◆ Short task
Rewrite the data from the line with "Could you identify the arched" to the line with "Target: arched church window", putting "chapel" in place of "church" and leaving everything else unchanged.

◆ Data listing

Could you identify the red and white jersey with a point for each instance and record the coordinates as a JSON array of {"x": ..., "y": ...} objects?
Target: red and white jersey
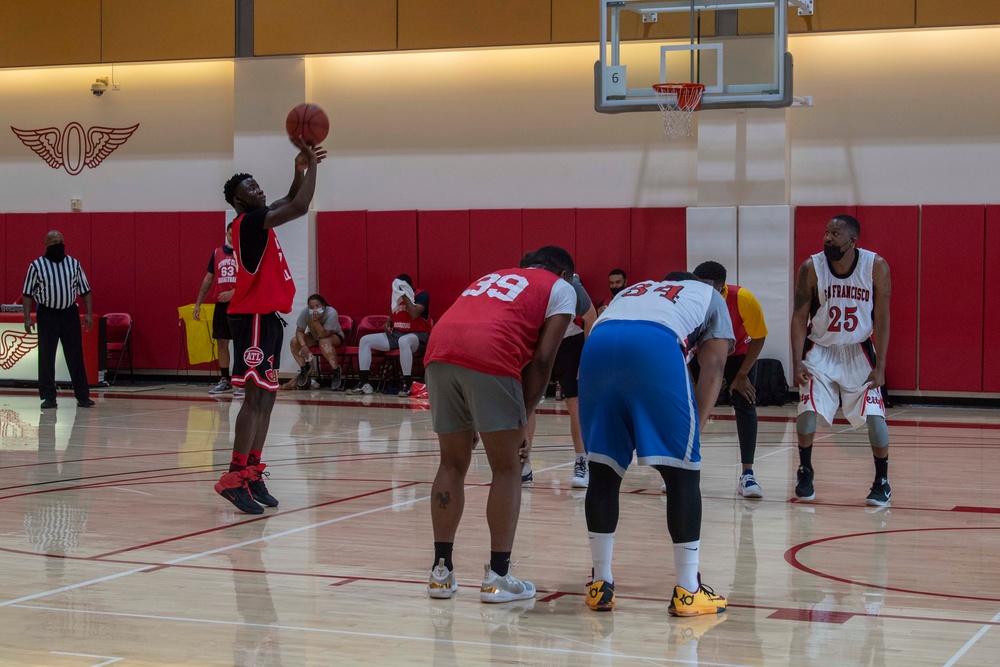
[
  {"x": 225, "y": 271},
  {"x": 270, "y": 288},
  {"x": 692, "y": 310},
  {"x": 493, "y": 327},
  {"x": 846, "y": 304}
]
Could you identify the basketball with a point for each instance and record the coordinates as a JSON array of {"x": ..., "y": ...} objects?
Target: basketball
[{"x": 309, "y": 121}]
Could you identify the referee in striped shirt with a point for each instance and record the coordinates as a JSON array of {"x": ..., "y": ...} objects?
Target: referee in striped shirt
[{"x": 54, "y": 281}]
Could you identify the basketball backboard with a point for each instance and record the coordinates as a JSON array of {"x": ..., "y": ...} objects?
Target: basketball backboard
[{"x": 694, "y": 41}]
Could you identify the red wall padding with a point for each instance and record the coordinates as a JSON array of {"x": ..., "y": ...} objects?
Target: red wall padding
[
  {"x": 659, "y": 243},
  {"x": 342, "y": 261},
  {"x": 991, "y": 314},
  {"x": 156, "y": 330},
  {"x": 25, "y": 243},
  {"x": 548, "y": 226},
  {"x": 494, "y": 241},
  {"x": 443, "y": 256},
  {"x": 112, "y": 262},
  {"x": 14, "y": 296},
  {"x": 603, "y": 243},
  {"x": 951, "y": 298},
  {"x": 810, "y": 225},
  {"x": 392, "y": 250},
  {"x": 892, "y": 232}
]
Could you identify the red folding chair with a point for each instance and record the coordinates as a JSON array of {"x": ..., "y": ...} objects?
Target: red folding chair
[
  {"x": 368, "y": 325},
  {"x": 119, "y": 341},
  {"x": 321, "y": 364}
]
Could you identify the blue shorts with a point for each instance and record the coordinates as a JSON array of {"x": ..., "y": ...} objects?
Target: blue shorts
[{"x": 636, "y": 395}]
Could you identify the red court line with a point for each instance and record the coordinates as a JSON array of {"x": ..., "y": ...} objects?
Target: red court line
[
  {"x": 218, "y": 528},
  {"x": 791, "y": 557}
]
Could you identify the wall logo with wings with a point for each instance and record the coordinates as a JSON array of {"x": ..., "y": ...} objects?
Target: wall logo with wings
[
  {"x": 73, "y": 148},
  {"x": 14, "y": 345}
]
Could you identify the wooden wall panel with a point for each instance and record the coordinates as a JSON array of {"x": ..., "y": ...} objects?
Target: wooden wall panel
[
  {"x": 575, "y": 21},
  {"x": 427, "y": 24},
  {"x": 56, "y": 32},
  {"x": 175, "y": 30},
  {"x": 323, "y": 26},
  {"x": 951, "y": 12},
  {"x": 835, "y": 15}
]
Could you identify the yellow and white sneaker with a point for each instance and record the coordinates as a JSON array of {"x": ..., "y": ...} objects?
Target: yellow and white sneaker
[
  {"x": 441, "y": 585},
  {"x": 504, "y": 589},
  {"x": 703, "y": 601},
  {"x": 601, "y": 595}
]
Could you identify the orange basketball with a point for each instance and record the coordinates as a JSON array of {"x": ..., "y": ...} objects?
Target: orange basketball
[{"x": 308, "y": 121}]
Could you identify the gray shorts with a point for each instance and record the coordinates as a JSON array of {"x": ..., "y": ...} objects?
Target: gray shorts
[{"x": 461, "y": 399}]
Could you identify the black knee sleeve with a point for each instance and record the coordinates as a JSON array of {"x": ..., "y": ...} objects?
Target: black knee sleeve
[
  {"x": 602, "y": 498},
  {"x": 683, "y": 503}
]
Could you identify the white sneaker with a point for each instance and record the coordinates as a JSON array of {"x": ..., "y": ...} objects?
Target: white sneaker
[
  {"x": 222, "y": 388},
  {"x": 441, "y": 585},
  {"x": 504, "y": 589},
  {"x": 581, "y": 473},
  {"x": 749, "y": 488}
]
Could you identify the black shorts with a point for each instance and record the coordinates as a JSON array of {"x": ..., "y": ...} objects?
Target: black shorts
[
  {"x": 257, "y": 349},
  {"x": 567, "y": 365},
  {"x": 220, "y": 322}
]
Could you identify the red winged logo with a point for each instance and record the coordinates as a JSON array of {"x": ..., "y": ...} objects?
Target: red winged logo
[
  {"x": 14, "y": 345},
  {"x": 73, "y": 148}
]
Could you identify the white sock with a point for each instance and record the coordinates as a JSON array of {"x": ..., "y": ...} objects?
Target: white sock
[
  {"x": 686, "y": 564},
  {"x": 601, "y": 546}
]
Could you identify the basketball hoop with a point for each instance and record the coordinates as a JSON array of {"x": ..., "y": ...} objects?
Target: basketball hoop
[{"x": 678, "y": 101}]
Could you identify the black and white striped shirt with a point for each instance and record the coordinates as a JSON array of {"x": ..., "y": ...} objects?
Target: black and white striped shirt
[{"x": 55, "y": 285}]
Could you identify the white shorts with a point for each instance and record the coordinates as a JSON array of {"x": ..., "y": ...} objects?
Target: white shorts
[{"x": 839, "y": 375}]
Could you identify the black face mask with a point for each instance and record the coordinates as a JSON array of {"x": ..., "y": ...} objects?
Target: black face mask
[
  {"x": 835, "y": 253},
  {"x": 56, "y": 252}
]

* * *

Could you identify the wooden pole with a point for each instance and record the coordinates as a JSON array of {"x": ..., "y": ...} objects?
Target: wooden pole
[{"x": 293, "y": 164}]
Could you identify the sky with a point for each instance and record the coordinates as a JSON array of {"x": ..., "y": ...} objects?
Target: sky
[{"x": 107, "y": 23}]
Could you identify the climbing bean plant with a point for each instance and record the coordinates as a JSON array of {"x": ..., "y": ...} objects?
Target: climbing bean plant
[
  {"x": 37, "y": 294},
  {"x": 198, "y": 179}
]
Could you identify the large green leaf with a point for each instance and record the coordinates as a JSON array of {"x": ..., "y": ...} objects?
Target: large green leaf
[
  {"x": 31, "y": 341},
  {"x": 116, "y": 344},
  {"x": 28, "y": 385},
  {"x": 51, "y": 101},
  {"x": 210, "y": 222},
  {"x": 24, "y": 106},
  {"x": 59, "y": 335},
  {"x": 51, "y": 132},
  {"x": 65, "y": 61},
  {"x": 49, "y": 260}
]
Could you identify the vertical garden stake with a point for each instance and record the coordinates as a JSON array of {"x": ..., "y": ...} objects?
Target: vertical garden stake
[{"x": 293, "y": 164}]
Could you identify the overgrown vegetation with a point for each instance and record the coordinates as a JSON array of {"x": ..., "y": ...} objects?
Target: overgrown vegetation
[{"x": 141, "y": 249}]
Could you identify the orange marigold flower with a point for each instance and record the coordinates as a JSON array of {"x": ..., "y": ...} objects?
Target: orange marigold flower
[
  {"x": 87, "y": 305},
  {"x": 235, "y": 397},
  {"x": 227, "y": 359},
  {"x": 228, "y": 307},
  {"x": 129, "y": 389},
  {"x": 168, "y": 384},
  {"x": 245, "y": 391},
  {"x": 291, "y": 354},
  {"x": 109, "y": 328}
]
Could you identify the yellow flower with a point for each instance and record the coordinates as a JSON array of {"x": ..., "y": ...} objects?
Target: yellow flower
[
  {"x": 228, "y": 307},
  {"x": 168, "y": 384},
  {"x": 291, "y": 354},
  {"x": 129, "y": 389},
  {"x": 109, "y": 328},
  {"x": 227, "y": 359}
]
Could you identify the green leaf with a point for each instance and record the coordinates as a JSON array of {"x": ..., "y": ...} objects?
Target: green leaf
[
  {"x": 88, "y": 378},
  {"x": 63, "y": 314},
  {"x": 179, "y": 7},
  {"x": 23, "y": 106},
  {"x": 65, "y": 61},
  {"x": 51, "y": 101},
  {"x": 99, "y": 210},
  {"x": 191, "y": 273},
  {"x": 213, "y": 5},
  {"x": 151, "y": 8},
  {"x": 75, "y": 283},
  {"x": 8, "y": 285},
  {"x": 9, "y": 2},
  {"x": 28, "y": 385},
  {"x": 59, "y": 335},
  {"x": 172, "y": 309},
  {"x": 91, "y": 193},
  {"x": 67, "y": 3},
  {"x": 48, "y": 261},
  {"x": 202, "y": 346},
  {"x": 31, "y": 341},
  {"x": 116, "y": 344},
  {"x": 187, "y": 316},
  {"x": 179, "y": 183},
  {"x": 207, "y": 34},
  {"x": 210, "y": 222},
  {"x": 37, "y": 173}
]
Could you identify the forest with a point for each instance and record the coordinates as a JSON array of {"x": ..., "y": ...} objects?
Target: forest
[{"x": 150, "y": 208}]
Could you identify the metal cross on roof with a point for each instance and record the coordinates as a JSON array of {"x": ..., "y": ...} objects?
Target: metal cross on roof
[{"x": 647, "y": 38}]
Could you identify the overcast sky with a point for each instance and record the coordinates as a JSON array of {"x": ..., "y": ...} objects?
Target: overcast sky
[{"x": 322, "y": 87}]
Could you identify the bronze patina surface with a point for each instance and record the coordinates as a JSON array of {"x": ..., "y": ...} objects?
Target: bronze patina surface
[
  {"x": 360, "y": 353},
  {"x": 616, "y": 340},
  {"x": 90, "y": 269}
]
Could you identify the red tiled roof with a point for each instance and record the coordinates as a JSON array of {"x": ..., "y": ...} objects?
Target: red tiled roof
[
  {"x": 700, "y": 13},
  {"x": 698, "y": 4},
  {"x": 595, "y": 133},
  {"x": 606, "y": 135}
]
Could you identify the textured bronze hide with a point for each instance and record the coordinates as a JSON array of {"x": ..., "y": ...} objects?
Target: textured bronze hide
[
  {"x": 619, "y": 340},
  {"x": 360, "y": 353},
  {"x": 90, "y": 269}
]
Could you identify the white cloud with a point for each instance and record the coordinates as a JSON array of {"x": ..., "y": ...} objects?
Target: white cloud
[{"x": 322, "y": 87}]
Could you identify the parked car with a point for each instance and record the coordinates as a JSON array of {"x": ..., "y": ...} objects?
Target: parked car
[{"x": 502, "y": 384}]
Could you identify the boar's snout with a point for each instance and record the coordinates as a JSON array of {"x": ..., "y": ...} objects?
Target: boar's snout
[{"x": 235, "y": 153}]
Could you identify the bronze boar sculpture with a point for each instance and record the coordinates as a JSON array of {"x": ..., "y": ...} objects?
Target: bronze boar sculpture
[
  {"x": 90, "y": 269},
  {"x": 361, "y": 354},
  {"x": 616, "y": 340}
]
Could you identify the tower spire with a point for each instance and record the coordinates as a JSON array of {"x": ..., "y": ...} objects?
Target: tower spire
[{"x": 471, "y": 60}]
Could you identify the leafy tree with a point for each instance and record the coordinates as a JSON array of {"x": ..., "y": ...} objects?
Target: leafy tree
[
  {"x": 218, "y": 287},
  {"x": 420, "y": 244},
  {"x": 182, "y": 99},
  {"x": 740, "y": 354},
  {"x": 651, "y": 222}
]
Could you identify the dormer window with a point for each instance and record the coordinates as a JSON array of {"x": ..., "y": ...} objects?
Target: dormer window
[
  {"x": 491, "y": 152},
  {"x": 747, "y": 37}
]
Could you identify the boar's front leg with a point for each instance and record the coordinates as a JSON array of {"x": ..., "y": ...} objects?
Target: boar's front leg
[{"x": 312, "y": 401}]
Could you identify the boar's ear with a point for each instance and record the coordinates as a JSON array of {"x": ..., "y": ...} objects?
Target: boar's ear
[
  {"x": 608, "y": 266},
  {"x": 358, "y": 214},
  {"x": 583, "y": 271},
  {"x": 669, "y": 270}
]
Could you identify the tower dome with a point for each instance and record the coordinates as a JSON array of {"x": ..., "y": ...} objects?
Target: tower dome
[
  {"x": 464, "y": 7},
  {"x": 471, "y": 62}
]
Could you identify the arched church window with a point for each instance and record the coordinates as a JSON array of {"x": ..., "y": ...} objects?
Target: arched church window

◆ Solution to this problem
Could you identify the arched chapel window with a point for each instance and record the coordinates as a JSON array of {"x": ..., "y": ...} objects?
Target: arched chapel window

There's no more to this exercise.